Can you switch "triangular gable" to "pointed gable" in the listing below and give it back with nothing else changed?

▶ Dataset entries
◆ ◆ ◆ ◆ ◆ ◆ ◆

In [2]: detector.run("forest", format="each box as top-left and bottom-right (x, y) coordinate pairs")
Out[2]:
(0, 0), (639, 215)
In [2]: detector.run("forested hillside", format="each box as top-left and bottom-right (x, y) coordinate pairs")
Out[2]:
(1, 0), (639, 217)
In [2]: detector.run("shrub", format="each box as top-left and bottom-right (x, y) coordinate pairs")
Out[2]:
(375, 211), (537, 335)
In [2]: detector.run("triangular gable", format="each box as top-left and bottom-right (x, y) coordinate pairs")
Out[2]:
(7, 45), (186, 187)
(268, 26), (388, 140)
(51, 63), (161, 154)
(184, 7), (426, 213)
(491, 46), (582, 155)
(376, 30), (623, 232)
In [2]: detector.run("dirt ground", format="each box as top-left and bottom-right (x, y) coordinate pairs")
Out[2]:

◆ ◆ ◆ ◆ ◆ ◆ ◆

▶ Full output
In [2]: detector.run("forest", format="each box as top-left and bottom-right (x, y) coordinate pairs")
Out[2]:
(0, 0), (639, 215)
In [2]: detector.run("forested hillside", format="each box as top-left and bottom-right (x, y) coordinate pairs")
Out[2]:
(1, 0), (639, 217)
In [2]: detector.run("shrub", format="each box as top-left and bottom-right (x, y) coordinate pairs")
Out[2]:
(375, 211), (537, 335)
In [2]: detector.run("pointed gable", format="each box as top-left and bottom-right (x, y) coordinate pairs")
Out[2]:
(7, 45), (186, 187)
(268, 26), (388, 140)
(51, 63), (161, 154)
(184, 7), (426, 213)
(491, 46), (582, 155)
(376, 30), (623, 232)
In [2]: detector.run("dirt ground", format="each box as top-left and bottom-right (x, y) coordinate pairs")
Out[2]:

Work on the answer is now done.